• [Written request]: Write out, unchanged, the lines from the one holding "Can you find the gray" to the close of the listing. Both the first and last lines belong in it.

• [Object location annotation data]:
======

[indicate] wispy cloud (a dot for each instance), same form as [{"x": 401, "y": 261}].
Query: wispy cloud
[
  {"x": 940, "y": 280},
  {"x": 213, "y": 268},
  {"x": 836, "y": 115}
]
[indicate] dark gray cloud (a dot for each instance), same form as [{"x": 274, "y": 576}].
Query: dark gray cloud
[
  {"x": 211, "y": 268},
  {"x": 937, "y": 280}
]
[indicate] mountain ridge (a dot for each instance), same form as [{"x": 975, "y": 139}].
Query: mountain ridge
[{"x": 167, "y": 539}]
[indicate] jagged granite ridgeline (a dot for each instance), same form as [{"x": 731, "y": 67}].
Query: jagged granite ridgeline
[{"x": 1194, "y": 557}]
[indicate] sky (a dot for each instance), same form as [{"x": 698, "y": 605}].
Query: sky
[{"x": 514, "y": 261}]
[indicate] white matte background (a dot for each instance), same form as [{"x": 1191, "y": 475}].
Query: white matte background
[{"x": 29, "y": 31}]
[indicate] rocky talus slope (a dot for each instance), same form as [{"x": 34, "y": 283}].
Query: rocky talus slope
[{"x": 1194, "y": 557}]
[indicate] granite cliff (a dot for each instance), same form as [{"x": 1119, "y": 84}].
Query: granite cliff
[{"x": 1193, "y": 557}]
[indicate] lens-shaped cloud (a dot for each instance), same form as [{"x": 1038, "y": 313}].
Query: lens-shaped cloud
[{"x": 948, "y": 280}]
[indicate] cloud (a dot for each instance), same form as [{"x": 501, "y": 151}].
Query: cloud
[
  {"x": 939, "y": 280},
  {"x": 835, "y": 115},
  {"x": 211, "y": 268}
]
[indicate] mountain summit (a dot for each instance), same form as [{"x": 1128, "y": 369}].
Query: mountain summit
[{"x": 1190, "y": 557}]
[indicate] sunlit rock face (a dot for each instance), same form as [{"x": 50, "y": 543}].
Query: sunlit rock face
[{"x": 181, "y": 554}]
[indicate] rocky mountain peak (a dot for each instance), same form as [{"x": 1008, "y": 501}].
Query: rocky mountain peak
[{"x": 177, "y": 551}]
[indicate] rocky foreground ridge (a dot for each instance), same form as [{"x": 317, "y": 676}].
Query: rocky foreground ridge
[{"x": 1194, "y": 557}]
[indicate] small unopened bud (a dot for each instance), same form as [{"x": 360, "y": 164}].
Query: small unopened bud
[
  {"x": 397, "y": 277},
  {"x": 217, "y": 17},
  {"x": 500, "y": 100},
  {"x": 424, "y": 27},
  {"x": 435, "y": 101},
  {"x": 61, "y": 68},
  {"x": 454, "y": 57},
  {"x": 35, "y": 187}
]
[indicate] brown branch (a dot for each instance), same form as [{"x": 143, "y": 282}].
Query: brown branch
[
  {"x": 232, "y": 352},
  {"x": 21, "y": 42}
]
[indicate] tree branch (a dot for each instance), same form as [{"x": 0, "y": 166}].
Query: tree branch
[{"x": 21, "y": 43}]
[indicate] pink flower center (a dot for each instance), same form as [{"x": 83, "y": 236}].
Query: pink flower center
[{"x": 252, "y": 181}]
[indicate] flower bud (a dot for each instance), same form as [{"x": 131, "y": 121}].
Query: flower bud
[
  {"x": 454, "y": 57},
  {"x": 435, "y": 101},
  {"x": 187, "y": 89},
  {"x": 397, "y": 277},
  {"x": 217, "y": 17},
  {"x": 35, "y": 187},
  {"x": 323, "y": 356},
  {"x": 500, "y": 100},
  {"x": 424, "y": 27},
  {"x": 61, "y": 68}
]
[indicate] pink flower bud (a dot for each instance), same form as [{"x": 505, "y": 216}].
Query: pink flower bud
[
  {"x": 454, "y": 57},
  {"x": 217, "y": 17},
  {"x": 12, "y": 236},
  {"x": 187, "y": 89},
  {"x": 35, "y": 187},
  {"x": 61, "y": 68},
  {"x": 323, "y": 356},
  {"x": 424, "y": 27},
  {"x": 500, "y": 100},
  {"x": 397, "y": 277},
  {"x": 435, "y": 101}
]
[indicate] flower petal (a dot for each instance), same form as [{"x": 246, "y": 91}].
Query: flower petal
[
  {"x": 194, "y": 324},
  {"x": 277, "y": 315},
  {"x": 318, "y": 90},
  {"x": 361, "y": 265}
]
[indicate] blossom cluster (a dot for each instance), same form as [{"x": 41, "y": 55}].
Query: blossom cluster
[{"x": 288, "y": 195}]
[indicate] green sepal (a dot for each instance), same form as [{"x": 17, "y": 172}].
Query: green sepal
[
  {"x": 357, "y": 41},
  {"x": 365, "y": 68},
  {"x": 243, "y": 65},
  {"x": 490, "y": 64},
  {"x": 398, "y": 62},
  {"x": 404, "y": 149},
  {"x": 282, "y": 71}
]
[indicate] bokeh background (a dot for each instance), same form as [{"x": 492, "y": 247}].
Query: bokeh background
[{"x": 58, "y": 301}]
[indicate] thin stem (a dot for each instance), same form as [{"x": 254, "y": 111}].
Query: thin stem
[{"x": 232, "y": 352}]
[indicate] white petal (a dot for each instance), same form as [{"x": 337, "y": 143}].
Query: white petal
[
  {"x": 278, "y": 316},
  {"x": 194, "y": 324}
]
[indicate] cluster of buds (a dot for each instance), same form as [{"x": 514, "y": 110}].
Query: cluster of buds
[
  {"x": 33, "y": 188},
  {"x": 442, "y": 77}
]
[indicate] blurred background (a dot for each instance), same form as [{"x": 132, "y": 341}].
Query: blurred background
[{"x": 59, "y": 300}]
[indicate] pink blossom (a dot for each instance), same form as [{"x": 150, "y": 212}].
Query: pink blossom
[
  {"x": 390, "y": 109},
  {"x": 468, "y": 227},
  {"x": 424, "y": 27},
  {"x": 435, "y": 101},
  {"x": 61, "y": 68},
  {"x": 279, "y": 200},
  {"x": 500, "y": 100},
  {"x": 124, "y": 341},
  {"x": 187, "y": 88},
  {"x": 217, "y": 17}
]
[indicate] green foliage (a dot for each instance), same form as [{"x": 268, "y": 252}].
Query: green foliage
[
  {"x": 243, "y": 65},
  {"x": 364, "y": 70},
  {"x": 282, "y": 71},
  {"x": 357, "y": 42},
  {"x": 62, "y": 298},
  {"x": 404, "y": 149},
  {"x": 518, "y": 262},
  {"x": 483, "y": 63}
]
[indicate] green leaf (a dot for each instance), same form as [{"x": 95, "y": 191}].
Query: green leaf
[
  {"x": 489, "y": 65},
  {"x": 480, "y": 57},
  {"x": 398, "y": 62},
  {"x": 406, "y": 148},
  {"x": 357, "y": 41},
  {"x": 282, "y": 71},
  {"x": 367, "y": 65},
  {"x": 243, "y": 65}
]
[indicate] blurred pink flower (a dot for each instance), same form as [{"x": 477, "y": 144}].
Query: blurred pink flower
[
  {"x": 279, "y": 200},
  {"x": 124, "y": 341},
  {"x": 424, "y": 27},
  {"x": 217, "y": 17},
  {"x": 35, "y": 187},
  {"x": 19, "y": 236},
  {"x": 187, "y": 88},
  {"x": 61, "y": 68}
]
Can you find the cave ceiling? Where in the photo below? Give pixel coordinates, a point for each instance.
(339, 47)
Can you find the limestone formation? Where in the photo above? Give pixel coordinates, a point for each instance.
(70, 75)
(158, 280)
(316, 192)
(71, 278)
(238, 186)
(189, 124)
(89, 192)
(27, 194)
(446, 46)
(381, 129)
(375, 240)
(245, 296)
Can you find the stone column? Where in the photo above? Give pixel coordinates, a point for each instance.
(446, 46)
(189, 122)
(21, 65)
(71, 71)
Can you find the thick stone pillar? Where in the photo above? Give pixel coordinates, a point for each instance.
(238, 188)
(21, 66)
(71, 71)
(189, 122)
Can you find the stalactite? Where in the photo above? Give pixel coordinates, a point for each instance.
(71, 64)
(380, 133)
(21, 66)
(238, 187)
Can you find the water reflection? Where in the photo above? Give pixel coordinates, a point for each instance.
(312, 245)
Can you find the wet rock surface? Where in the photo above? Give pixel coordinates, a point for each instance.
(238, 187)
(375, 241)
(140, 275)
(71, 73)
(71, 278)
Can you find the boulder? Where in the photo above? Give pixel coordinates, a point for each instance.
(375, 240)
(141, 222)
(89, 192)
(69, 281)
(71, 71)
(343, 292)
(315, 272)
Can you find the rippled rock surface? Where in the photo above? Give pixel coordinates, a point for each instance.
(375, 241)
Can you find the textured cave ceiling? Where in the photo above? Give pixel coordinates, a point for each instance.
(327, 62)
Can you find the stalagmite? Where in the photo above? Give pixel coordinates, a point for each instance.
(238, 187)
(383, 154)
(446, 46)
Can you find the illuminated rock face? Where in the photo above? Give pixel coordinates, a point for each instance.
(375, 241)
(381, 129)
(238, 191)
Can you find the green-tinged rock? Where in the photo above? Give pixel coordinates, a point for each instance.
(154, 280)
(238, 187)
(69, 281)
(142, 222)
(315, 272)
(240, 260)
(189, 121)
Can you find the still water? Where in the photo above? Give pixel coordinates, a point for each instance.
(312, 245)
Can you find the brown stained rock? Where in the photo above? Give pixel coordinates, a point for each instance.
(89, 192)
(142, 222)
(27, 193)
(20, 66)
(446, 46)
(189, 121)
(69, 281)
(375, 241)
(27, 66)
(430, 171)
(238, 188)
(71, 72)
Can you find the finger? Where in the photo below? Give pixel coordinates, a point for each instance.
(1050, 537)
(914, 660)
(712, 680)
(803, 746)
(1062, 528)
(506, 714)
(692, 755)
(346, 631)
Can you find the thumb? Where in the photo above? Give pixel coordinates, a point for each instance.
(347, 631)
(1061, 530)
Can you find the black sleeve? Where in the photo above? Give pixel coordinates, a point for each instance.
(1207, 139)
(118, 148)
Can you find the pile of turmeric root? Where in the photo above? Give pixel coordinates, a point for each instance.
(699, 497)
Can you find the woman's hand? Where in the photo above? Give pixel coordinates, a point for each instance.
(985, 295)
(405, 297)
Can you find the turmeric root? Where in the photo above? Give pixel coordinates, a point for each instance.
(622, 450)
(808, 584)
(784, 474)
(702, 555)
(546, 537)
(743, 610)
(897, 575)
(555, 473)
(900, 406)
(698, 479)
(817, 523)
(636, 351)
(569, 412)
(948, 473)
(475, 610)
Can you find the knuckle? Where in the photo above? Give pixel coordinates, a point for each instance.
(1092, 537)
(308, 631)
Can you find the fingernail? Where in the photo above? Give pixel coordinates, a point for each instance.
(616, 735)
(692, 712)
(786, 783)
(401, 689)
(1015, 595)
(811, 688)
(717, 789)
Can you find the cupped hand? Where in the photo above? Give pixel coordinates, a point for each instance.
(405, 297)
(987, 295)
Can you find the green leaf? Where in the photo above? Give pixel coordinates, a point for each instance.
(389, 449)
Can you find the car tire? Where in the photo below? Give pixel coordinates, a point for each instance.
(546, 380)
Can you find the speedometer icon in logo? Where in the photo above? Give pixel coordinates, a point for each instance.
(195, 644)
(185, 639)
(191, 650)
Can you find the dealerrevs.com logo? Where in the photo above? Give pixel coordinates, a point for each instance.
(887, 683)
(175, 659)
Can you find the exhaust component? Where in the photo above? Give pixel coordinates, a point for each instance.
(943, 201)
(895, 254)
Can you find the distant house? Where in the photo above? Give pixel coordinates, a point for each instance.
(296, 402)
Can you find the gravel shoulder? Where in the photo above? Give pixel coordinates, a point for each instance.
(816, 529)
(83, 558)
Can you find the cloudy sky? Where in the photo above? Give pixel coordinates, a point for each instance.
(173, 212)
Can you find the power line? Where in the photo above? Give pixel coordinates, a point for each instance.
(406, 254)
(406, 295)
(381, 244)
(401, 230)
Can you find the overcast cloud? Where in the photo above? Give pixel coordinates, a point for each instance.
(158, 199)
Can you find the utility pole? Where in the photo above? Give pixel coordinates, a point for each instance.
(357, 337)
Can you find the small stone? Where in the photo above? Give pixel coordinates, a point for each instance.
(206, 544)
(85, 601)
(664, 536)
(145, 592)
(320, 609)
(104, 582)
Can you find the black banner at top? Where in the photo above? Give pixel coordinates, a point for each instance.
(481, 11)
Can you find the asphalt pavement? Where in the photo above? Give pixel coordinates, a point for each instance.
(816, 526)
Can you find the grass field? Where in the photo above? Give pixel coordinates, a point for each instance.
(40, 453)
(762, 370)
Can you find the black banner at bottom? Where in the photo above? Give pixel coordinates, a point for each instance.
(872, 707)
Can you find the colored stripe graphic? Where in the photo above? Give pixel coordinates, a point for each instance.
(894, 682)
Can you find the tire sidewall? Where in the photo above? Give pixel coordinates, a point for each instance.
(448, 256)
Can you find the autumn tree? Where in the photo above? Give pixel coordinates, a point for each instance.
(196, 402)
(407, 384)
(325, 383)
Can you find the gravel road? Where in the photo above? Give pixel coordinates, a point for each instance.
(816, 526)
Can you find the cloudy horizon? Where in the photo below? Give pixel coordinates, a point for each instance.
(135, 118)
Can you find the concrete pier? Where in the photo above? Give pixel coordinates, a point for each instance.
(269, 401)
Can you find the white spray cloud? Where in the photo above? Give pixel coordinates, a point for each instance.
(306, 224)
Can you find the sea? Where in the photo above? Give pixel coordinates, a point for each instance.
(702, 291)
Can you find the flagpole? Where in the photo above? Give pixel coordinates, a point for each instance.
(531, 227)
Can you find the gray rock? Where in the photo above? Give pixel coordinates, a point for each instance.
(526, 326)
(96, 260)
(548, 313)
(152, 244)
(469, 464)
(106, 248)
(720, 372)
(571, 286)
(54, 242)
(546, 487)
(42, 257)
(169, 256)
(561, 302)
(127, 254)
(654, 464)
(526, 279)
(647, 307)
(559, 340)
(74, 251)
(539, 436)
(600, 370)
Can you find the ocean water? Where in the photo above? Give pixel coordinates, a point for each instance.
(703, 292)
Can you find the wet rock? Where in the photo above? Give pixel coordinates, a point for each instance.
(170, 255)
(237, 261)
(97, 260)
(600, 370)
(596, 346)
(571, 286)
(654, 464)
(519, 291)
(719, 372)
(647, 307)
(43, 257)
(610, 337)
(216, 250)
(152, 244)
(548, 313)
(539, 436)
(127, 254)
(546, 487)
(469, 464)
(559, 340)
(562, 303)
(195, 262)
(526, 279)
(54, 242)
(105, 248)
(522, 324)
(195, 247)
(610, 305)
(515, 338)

======

• [Answer to this exercise]:
Can you find the gray rock? Where in the photo above? Give pixel coordinates, a point for each instance.
(526, 326)
(96, 260)
(548, 313)
(152, 244)
(469, 464)
(106, 248)
(720, 372)
(571, 286)
(54, 242)
(546, 487)
(42, 257)
(169, 256)
(561, 302)
(127, 254)
(654, 464)
(526, 279)
(647, 307)
(559, 340)
(74, 251)
(539, 436)
(600, 370)
Can you find the ocean water? Where in the photo above? Give pixel coordinates, a point for each instance.
(703, 292)
Can you find the wet rock? Where in the photo above? Give pixel coordinates, a point for each instance.
(170, 255)
(237, 261)
(97, 260)
(600, 370)
(596, 346)
(571, 286)
(654, 464)
(519, 291)
(719, 372)
(647, 307)
(43, 257)
(610, 337)
(216, 250)
(152, 244)
(548, 313)
(539, 436)
(127, 254)
(546, 487)
(469, 464)
(559, 340)
(562, 303)
(195, 262)
(526, 279)
(54, 242)
(105, 248)
(522, 324)
(195, 247)
(610, 305)
(515, 338)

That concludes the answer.